(RECORDS FOR THIS EXERCISE)

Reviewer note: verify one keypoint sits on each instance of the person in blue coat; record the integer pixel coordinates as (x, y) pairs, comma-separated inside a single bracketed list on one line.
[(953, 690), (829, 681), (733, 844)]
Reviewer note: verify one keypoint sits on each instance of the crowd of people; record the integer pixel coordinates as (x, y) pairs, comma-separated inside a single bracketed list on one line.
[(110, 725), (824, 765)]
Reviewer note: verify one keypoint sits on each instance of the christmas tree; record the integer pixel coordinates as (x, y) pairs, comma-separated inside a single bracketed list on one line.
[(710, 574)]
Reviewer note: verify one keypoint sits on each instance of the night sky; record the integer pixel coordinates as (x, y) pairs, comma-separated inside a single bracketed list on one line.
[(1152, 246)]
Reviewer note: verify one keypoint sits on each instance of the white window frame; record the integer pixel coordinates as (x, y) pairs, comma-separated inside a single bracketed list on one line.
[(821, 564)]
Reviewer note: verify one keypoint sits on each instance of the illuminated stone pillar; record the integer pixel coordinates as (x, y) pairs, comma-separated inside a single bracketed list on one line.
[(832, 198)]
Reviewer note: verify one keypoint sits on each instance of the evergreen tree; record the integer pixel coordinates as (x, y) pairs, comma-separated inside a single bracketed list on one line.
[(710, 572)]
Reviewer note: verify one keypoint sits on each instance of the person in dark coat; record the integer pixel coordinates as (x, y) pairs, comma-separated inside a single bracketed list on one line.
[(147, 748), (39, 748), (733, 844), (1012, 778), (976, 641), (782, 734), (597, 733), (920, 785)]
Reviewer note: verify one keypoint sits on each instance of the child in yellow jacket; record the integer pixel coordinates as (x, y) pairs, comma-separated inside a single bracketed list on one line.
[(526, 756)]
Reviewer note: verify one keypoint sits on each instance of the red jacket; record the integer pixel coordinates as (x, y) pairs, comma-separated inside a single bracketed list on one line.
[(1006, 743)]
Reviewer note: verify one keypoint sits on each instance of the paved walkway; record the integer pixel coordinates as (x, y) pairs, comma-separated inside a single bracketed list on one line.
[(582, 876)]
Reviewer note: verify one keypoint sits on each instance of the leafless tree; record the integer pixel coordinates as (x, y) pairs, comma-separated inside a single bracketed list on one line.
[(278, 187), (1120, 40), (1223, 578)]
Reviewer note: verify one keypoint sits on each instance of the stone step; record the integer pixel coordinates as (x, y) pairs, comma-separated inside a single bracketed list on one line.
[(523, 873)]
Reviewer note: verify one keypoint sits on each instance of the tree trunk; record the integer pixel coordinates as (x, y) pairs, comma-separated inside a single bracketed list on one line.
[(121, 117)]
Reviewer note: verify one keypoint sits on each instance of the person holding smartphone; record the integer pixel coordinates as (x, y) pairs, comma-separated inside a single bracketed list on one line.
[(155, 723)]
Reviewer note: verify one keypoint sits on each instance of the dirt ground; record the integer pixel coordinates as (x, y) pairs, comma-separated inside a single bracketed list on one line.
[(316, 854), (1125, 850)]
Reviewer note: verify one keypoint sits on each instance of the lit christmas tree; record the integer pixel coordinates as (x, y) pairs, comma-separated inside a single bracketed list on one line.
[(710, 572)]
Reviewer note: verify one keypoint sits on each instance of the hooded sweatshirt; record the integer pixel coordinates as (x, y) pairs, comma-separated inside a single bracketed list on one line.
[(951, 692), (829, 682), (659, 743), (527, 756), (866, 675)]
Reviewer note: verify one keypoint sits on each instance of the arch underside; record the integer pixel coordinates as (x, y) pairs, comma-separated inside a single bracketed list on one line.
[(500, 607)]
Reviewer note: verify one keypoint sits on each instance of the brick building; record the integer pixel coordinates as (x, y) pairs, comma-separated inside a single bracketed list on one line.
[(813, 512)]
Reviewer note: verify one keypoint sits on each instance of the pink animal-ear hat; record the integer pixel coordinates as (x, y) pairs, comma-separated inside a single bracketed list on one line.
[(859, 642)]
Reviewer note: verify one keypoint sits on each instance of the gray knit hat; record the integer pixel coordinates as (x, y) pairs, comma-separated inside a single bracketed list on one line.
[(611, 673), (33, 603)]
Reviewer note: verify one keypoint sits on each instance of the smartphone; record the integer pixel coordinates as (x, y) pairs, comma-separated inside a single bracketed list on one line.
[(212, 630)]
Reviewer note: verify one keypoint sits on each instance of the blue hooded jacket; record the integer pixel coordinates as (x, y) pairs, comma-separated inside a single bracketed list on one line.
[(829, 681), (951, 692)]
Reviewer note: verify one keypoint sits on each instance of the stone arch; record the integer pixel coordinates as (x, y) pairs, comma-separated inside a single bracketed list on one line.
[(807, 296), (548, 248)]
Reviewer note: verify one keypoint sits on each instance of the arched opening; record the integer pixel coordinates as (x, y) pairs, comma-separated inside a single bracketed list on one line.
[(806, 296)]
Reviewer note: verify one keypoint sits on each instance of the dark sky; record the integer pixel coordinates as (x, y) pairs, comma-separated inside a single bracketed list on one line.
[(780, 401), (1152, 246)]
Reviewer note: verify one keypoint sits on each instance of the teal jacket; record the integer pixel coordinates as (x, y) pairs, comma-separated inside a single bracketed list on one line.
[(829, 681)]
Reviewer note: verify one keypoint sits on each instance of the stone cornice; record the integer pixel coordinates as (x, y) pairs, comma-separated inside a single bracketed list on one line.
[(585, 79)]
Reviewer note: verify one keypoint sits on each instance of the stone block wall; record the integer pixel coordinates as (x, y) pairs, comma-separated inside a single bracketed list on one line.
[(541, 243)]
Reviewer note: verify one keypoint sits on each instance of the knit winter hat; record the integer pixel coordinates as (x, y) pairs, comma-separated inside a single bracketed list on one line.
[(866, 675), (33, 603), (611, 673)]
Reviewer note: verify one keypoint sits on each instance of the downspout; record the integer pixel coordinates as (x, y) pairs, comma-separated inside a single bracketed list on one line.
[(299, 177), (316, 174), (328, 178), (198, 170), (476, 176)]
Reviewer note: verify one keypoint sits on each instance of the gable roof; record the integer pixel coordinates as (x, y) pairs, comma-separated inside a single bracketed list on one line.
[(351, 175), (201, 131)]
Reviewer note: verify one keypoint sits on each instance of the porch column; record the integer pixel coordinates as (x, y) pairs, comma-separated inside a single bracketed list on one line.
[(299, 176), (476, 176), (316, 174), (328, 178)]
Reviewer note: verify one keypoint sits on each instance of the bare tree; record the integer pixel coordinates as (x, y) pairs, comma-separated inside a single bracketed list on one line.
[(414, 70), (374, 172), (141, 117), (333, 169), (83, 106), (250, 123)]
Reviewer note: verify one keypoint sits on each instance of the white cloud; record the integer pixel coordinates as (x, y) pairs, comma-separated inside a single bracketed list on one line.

(End RECORDS FOR THIS EXERCISE)

## AIM OF THE EXERCISE
Every line above is to be duplicated exactly as shown.

## RESPONSE TO THIS TASK
Reviewer note: verify one keypoint sits on each instance of the person in blue coat; record the integer pixel coordinates as (x, y) pairs, comma-separated inside a single bracketed list on one line.
[(953, 690), (829, 681), (733, 844)]
Reviewer note: verify one keypoint sits on each instance of the crowd of people; record the integer pixel coordinates as (x, y) pairs, comma-separated inside a single bracketed list on one line.
[(110, 725), (824, 765)]
Reviewer note: verify one keypoint sits on each instance of the christmas tree; record the integer pixel coordinates as (x, y) pairs, comma-separated inside a single bracketed list on one line.
[(710, 574)]
Reviewer note: verify one keypoint sits on each instance of the night sky; record the integer pixel coordinates as (x, y) pairs, comma-separated inside a single bracketed list on one line.
[(1152, 246)]
Reviewer note: verify one keypoint sits on each instance of the white window frame; record the integer pixel coordinates as (x, y) pairs, comma-separated inside a single bracketed list on one line.
[(821, 564)]
Reviewer note: verify one keypoint sits on each instance of the illuminated stone pillar; record the integer pixel coordinates as (x, y) pairs, comma-separated inside a single bracketed list on one line.
[(832, 198)]
Reviewer note: verify one keypoint sits on each instance of the evergreen tree; record the integer pixel coordinates as (x, y) pairs, comma-separated inside a single bracketed list on one line.
[(710, 572)]
Reviewer note: verify one keypoint sits on each instance of the person in dark coat; record the integer pixel coordinates as (x, y) pairs, comma-separated inside a single bracketed list on one line.
[(147, 748), (39, 748), (733, 844), (1012, 778), (976, 641), (782, 734), (597, 733), (920, 785)]
Reviewer note: verify one keypoint sits on each instance of the child in yellow jacket; record the integer pixel coordinates as (x, y) pairs, comma-separated inside a single bracketed list on one line.
[(526, 756)]
Reviewer note: verify one keypoint sits on each instance of the red jacket; record the integer pixel coordinates as (x, y) pairs, comma-separated inside a single bracketed list on one line.
[(1006, 743)]
Reviewer note: verify one keypoint sits on each instance of the paved walkway; record the integer pixel coordinates as (x, y) pairs, comma-separated inside a single bracketed list on one line.
[(582, 876)]
Reviewer note: verify one keypoint sits on each instance of the leafless tree; record the integer pixel coordinates as (x, y) pairs, comma-separated inside a single bracketed list on one line.
[(278, 187), (1120, 40), (1223, 578)]
Reviewer note: verify one keypoint sits on each instance of the stone step; record the integer pixel coordinates as (x, y) pairs, comma-separated inside a single bracketed list on one line.
[(523, 873)]
Reviewer note: verify one keypoint sits on each instance of the tree trunk; record the integer pixel coordinates as (x, y) pairs, comma-separated inside a single bracketed list on one line.
[(121, 117)]
Reviewer note: verify one keypoint sits on each instance of the person holding smartphone; record the integer pixel coordinates as (x, y) pairs, comma-separated inside a single bracketed list on one line.
[(155, 723)]
Reviewer note: verify one keypoint sits on each instance of the dirt ground; record the integer pixel coordinates as (x, y) pairs, comma-separated inside a single bracketed list on one line.
[(316, 854), (1125, 850)]
Reviewer note: verify one keypoint sits on each instance of the lit christmas tree; record the integer pixel coordinates as (x, y) pairs, comma-separated inside a single bracketed list on one line.
[(710, 572)]
Reviewer note: verify one keypoint sits on each instance of the hooded sweatshirt; record the integer pixel coordinates as (x, y) pairs, comma-separated inside a single bracketed list on one line.
[(951, 692), (829, 682), (659, 743), (527, 756), (866, 675)]
Reviewer note: verify one keypoint sits on each instance of the arch underside; record the integer pixel coordinates as (x, y) pairs, comma-separated inside a single bracketed list on one line.
[(500, 607)]
Reviewer note: verify one keypoint sits on each instance of the brick building; record the integer pixel coordinates as (x, y) pairs, comma-separated inside a single bracketed list on one line.
[(813, 512)]
Reviewer note: verify one keypoint sits on each instance of the pink animal-ear hat; record the integer pixel coordinates as (x, y) pairs, comma-separated inside a single bracketed list on one line.
[(859, 642)]
Reviewer note: verify one keypoint sits on each instance of the gray knit hat; record the integer pixel coordinates as (x, y) pairs, comma-separated inside a single bracketed list on one line.
[(611, 673), (33, 603)]
Reviewer note: verify one keypoint sits on each instance of the smartphone; record the integer pixel coordinates as (x, y) pairs, comma-separated inside a single bracketed list on one line.
[(212, 630)]
Reviewer note: verify one keypoint sits on each instance of the blue hooded jacket; record the integer pixel coordinates as (x, y) pairs, comma-separated inside a single bracketed list on one line.
[(829, 681), (951, 692)]
Reviewer note: verify one keypoint sits on each instance of the stone arch; record the integer pixel coordinates as (x, y) pairs, comma-separated inside a single bracketed list on one line.
[(807, 296), (548, 248)]
Reviewer note: verify one keypoint sits on each instance of the arched opening; record the integer pixel coordinates as (x, y) pairs, comma-separated inside a single bracketed list on one line.
[(806, 296)]
Reviewer note: verify one keypoint sits on each instance of the dark sky; record the integer pixel coordinates as (x, y) pairs, comma-separated inside a single bracketed list on one line.
[(780, 401), (1152, 246)]
Reviewer note: verify one keypoint sits on each instance of the teal jacket; record the integer pixel coordinates as (x, y) pairs, comma-separated inside a single bracketed list on one line.
[(829, 681)]
Reviewer note: verify one keypoint sits on each instance of the stone cornice; record the integer pixel coordinates as (x, y) pairs, comma-separated inside a single bracketed list on one line.
[(585, 79)]
Reviewer note: verify one keypoint sits on each instance of the stone block wall; record the integer pixel coordinates as (x, y) pairs, comma-separated inside a single bracketed list on one line.
[(541, 243)]
Reviewer note: verify one keypoint sits on each instance of the knit winter hat; record the integer pixel coordinates as (x, y) pairs, comma-separated inside a single bracketed list on one line.
[(866, 675), (33, 603), (611, 673)]
Reviewer note: verify one keypoint sits on each instance of the downspout; record the integer pixel coordinates as (x, y) pairs, comma-separated inside a single bracketed list on one line.
[(299, 177), (316, 174), (328, 178), (198, 170), (476, 176)]
Reviewer note: verify one keypoint sits on each instance of the gable roof; record the integer pixel coordinates as (x, y) pairs, comma-separated inside a single bracketed list on one line.
[(351, 175), (201, 131)]
Reviewer note: verify one keypoint sits on each instance of the porch column; record the integer pixel coordinates as (x, y) pairs, comma-separated inside a single bracketed list on one line.
[(299, 176), (476, 176), (316, 174), (328, 178)]
Reviewer note: verify one keypoint sits on each instance of the bare tree; record the integer pixel coordinates as (x, y) pairs, comma-separated inside a single bracketed list on one line.
[(414, 70), (374, 172), (141, 117), (333, 169), (83, 106), (250, 123)]
Reviewer note: verify one keypoint sits on each instance of the white cloud; record the integer pixel coordinates as (x, y) pairs, comma-separated inside a single bracketed list on one line.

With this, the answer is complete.